Task instructions – Repeat the material verbatim. Images are excluded from the copy.

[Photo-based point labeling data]
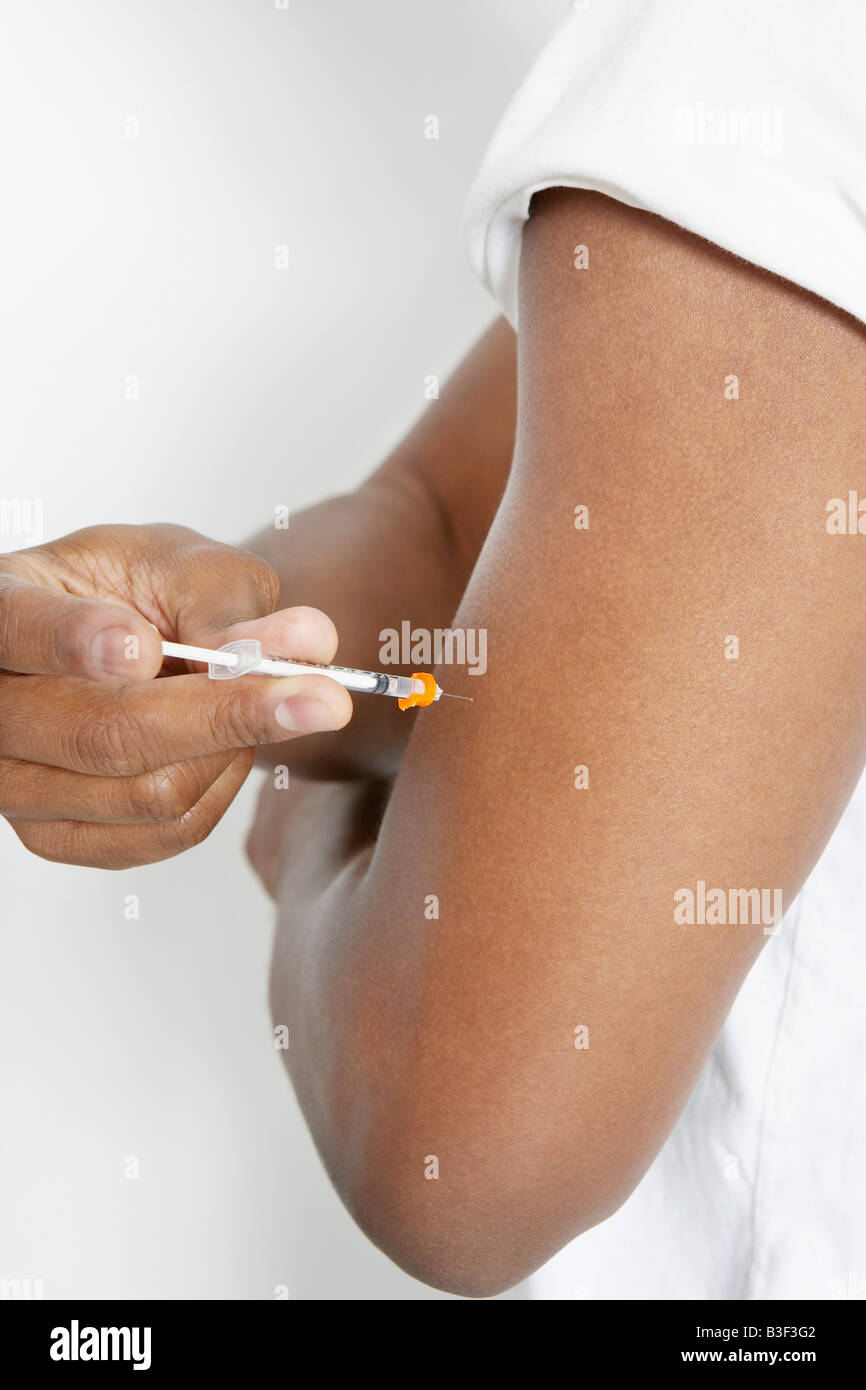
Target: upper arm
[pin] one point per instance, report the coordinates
(608, 648)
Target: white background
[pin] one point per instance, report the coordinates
(153, 257)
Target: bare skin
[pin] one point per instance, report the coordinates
(103, 766)
(402, 546)
(453, 1036)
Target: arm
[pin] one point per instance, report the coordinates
(455, 1037)
(403, 545)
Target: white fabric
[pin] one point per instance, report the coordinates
(741, 120)
(745, 123)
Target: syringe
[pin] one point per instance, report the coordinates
(245, 659)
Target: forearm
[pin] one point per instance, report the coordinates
(402, 546)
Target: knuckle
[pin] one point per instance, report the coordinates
(45, 840)
(106, 740)
(264, 578)
(191, 829)
(163, 794)
(234, 720)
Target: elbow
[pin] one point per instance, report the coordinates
(471, 1241)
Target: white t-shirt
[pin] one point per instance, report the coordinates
(744, 123)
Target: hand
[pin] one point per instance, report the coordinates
(103, 765)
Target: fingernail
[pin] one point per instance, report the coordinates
(302, 715)
(114, 651)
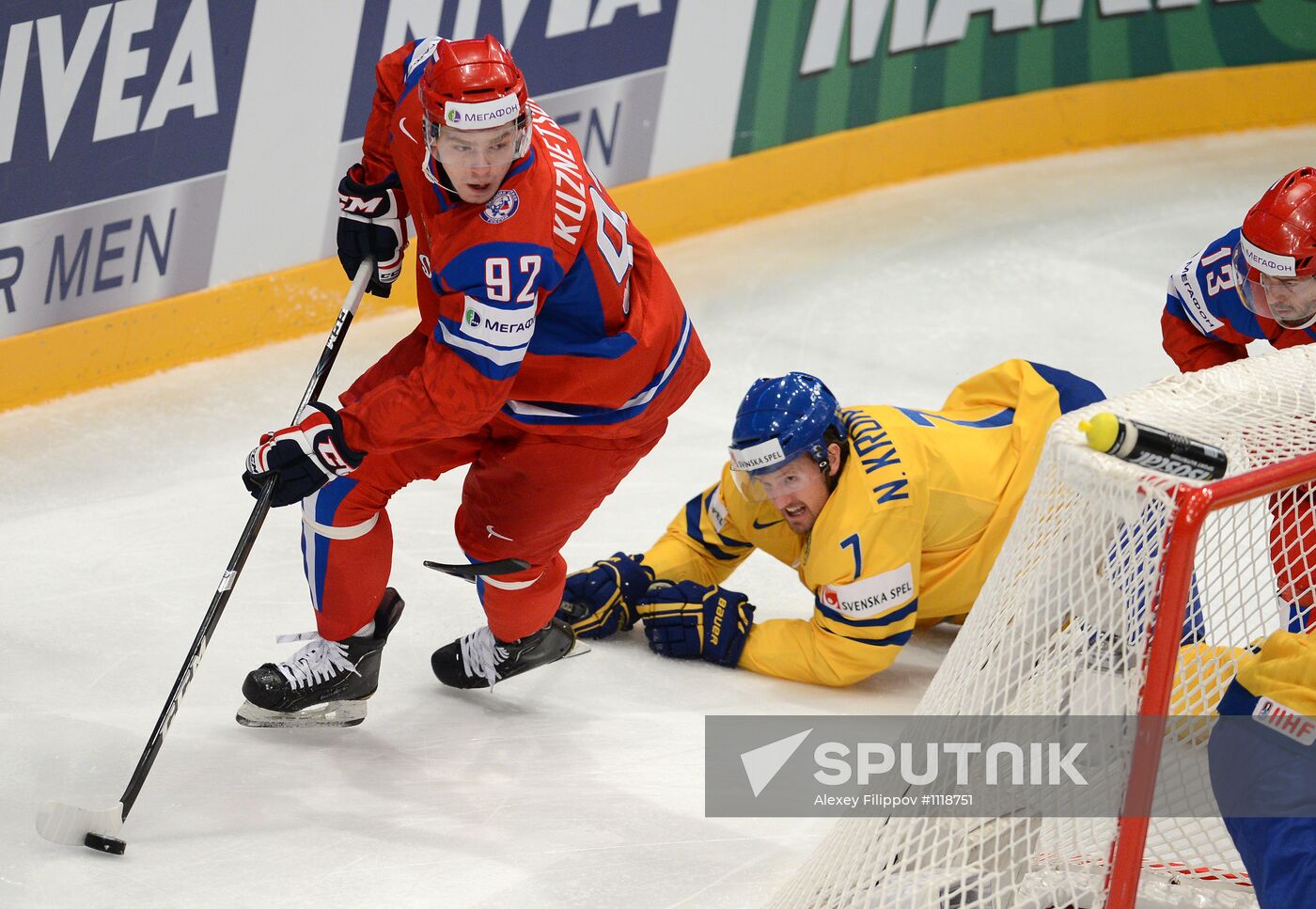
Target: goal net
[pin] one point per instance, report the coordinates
(1120, 592)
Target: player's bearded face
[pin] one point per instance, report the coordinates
(1292, 300)
(798, 491)
(477, 160)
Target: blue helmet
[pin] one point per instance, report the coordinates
(780, 418)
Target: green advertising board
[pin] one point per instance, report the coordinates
(859, 62)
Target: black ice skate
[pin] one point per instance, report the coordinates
(325, 682)
(479, 659)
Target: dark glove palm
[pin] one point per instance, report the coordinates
(371, 224)
(598, 602)
(691, 621)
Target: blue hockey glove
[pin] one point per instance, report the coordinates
(303, 457)
(370, 224)
(688, 621)
(599, 602)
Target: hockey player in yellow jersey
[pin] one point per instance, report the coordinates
(891, 517)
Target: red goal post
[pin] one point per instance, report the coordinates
(1193, 507)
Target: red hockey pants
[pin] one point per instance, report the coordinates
(523, 497)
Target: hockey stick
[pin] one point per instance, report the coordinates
(99, 827)
(470, 572)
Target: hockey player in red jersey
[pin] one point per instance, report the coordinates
(550, 350)
(1259, 282)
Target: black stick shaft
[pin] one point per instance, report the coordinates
(253, 526)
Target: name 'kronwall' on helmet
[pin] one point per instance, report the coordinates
(1276, 259)
(779, 420)
(473, 85)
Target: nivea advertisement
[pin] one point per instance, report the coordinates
(151, 148)
(115, 131)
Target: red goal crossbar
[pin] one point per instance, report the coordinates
(1193, 506)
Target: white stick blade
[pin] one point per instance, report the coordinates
(69, 825)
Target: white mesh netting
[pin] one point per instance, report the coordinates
(1061, 628)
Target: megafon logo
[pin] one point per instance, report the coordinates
(763, 763)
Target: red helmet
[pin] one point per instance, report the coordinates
(1278, 251)
(1283, 224)
(474, 85)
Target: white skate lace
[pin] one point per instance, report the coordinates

Answer to the problem –
Target: upper arm
[pin] one point per instance, report the coordinates
(608, 648)
Target: white background
[pin] one point per instance, report the coordinates
(153, 257)
Target: bare skin
[pin] one point per instance, report the coordinates
(103, 766)
(402, 546)
(453, 1036)
Target: arm
[pin] one point per instance, report the coordinates
(455, 1037)
(403, 545)
Target: white fabric
[pin] one point per instance, report the coordinates
(741, 120)
(745, 123)
Target: syringe
[pin] one point per instance, report the coordinates
(245, 659)
Target: forearm
[pin] one point per instance, report the coordinates
(402, 546)
Target: knuckle
[pin] one point per instance, report the coordinates
(45, 840)
(106, 740)
(264, 578)
(191, 829)
(163, 794)
(234, 720)
Target: elbow
[pin] one point per instance, report the coordinates
(471, 1241)
Target: white t-shirt
[pin] one point per instance, report the coordinates
(744, 123)
Target: hand
[pin] one point per instance, report the coordinates
(103, 765)
Target: fingernail
[pin] one point per instance, report the coordinates
(302, 715)
(114, 651)
Target: goal net
[pin] one point per instance, report the coordinates
(1120, 592)
Target: player's bearded face
[pin] one point per instance, report the coordinates
(1292, 300)
(798, 491)
(477, 160)
Target: blue helmet
[pin] one point per instance, report the coordinates
(780, 418)
Target: green advertising board
[pin] one point per instance, report the coordinates
(859, 62)
Target: black ice skate
[pin] one point per instance, report the coordinates
(325, 682)
(479, 659)
Target: dark glove palm
[pin] one point per instance, report the coordinates
(371, 224)
(598, 602)
(691, 621)
Target: blue hockey glove
[pin] one point per instance, report the coordinates
(303, 457)
(370, 224)
(688, 621)
(599, 602)
Target: hockey player in yellow jersey
[pin] one point per instance, report the coordinates
(891, 517)
Target: red goal post
[pin] one point per instance, report the coordinates
(1193, 507)
Target: red hockey pants
[pin] one point per instance, report the coordinates
(523, 497)
Target: hockey stick
[pin] one point per instance, report the coordinates
(99, 827)
(470, 572)
Target: hockey player in red jersey
[pin] one point per instance, report the coordinates
(550, 350)
(1259, 282)
Target: black stick shaft
[pin] one point per instance, report the coordinates
(253, 526)
Target: name 'kronwall' on helmet
[pin] one point per instance, report the coordinates
(1276, 259)
(779, 420)
(473, 85)
Target: nivea advertisement
[pin] one point per instance, report the coordinates
(151, 148)
(115, 131)
Target: red goal crossbar
[pin] one point per instance, report the coordinates
(1193, 506)
Target: white stick blade
[pin] one point per instance, report the coordinates
(69, 825)
Target: white mesh netting
[pin] one point per instance, report the coordinates
(1061, 628)
Target: megafon logo
[pin] one point per instance, report the coordinates
(763, 763)
Target: red helmet
[pin] one point per instance, report the coordinates
(1278, 251)
(1283, 224)
(474, 85)
Target: white skate lace
[pin] one point per instance, report the coordinates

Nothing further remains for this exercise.